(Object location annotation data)
# # # #
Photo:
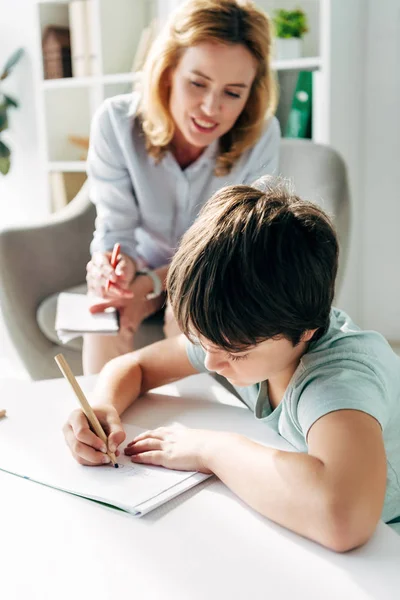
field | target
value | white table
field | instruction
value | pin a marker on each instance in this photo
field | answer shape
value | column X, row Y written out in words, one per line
# # # #
→ DIRECTIONS: All the lines above are to be given again exactly as they read, with the pictures removed.

→ REPLY:
Photo:
field | target
value | white table
field | instruction
value | pin a marker on each instance in this photo
field | answer shape
value | column X, row Y written out in words, one per line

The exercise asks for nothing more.